>> Start MATERIAL SUPPLIED

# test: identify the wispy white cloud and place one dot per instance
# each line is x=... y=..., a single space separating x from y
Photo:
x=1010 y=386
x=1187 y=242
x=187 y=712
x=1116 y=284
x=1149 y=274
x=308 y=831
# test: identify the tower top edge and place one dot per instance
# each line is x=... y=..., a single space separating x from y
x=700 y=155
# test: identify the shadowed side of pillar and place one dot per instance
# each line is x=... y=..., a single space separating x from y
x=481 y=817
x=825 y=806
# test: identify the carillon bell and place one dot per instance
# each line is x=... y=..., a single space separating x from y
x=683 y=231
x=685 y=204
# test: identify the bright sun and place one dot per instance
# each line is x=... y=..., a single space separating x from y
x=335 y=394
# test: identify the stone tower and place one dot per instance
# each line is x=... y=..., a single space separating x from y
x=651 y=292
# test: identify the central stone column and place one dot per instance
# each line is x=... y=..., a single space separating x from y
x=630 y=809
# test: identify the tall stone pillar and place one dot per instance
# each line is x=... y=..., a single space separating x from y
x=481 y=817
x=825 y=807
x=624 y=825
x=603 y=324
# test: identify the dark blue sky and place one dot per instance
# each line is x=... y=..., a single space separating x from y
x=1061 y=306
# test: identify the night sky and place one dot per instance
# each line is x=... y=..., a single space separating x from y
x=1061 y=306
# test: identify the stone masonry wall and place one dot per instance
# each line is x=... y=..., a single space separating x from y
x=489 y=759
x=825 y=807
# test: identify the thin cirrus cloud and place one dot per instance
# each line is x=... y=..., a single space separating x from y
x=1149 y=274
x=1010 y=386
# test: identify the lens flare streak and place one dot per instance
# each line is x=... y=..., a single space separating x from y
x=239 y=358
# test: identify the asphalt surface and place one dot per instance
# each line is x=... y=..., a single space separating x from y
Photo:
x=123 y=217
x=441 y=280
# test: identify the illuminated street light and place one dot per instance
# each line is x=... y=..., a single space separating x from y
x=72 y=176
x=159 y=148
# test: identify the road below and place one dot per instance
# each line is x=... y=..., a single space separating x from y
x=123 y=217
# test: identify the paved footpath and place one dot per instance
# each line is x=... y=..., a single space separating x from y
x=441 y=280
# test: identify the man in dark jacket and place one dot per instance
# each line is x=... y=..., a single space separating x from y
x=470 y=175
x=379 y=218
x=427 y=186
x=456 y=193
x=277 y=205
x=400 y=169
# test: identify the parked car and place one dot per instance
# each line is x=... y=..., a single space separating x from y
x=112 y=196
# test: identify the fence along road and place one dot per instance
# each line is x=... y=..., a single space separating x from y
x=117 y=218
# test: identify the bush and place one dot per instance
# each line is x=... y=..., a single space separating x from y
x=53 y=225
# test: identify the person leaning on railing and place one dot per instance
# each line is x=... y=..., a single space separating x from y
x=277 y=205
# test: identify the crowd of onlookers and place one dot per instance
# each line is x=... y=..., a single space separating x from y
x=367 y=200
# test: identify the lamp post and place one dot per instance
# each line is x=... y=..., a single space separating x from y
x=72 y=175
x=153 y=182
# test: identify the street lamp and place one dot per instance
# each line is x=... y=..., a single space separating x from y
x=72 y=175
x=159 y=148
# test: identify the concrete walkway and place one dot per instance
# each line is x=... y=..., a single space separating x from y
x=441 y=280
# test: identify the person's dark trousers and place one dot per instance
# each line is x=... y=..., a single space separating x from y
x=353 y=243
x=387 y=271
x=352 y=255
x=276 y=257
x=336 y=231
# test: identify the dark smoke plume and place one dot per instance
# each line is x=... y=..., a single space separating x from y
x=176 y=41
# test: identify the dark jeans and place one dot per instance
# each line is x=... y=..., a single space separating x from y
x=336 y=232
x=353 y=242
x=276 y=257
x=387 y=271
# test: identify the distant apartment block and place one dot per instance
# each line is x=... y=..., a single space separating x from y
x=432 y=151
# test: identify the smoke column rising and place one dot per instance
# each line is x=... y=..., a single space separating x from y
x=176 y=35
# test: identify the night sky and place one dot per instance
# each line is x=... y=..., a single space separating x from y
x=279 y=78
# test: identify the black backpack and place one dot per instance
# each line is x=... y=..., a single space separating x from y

>> End MATERIAL SUPPLIED

DIRECTIONS: Reproduce each entry above exactly, keeping every word.

RESULT OF THE TASK:
# test: identify the wispy white cloud and place one dot per instance
# each line is x=... y=..., a single space separating x from y
Photo:
x=1010 y=386
x=1187 y=242
x=187 y=712
x=1116 y=284
x=1149 y=274
x=308 y=831
# test: identify the tower top edge and place one dot per instance
# each line is x=... y=..., a single space separating x from y
x=700 y=155
# test: identify the shadowed side of pillar and place one dot per instance
# each line is x=... y=..., a single space separating x from y
x=481 y=817
x=825 y=806
# test: identify the carillon bell and place one dot per instance
# each line is x=... y=..., a single space separating x from y
x=683 y=231
x=685 y=204
# test: identify the bright sun and place one dot per instance
# each line is x=... y=..., a single space separating x from y
x=335 y=394
# test: identify the stone tower and place one dot per instance
# each line is x=... y=..., a single space separating x from y
x=651 y=292
# test: identify the central stone column and place one dot per instance
# each line is x=... y=..., a single space separating x from y
x=630 y=809
# test: identify the tall stone pillar and place one dot per instance
# each line is x=... y=..., a single space separating x from y
x=481 y=817
x=825 y=807
x=624 y=825
x=603 y=324
# test: identify the dark blue sky and place one dot per instance
# each line is x=... y=..., a single space separating x from y
x=1061 y=306
# test: identify the night sky and place one dot per instance
# each line is x=... y=..., a single space separating x from y
x=1061 y=306
# test: identify the stone masonry wall and place one dot per instance
# each line is x=... y=..., a single space separating x from y
x=489 y=759
x=825 y=807
# test: identify the thin cirrus cloud and place one dot per instance
# each line is x=... y=..., a single space separating x from y
x=1149 y=274
x=1010 y=386
# test: identify the lens flare streak and place one dot per instance
# each line is x=... y=..., a single space separating x from y
x=239 y=358
# test: identify the asphalt surface and place one dot per instance
# each line is x=... y=..., a single space separating x from y
Photo:
x=123 y=217
x=441 y=280
# test: identify the illuminated street light and place one dot per instance
# each line is x=... y=..., a single space separating x from y
x=72 y=176
x=159 y=148
# test: identify the road below and place one dot per instance
# each line is x=... y=..., a single space separating x from y
x=123 y=217
# test: identify the paved footpath and place one dot per instance
# each line is x=... y=..., a single space separating x from y
x=441 y=280
# test: identify the man in dark jacket and place one dot per instance
# each line is x=... y=..., a single space separating x from y
x=470 y=175
x=379 y=218
x=427 y=186
x=456 y=193
x=277 y=205
x=400 y=169
# test: identify the parked car and place one dot per instance
# each line is x=... y=..., a single space separating x from y
x=112 y=196
# test: identify the fence along road and place one dot per instance
# each line is x=... y=..., a single space separating x from y
x=117 y=218
# test: identify the bush and place one dot per instance
# each line is x=... y=..., a single space separating x from y
x=53 y=225
# test: identify the person leaning on railing and place one dot per instance
# each line is x=... y=..., a single space separating x from y
x=277 y=205
# test: identify the crowd of onlookers and place one dot per instance
# each line is x=... y=..., a single space separating x from y
x=367 y=200
# test: identify the lamp post and place one dot per instance
# each line is x=... y=..., a single space separating x from y
x=72 y=175
x=153 y=182
# test: identify the street lamp and place one dot per instance
# each line is x=... y=..., a single space separating x from y
x=72 y=175
x=159 y=148
# test: identify the concrete walkway and place one dot per instance
# each line is x=... y=..., a single space separating x from y
x=441 y=280
# test: identify the person's dark trousers and place one dot per instance
# each line is x=... y=..., a single space separating x from y
x=353 y=243
x=387 y=271
x=352 y=255
x=276 y=257
x=336 y=231
# test: identify the dark smoke plume and place one dot per instance
# each line is x=... y=..., a single space separating x from y
x=176 y=41
# test: identify the dark jeans and place one dot per instance
# each line is x=... y=..., a single space separating x from y
x=336 y=232
x=353 y=242
x=276 y=257
x=387 y=271
# test: identify the distant apartment block and place one dot per instance
# each line is x=... y=..., a single space separating x from y
x=432 y=151
# test: identify the smoke column rising and place one dot per instance
# each line is x=... y=..., a single space separating x from y
x=176 y=35
# test: identify the night sky and place one dot per instance
# each line is x=... y=..., a single space separating x from y
x=279 y=78
# test: identify the black backpack and place one dot per instance
# each line is x=... y=..., a single space separating x from y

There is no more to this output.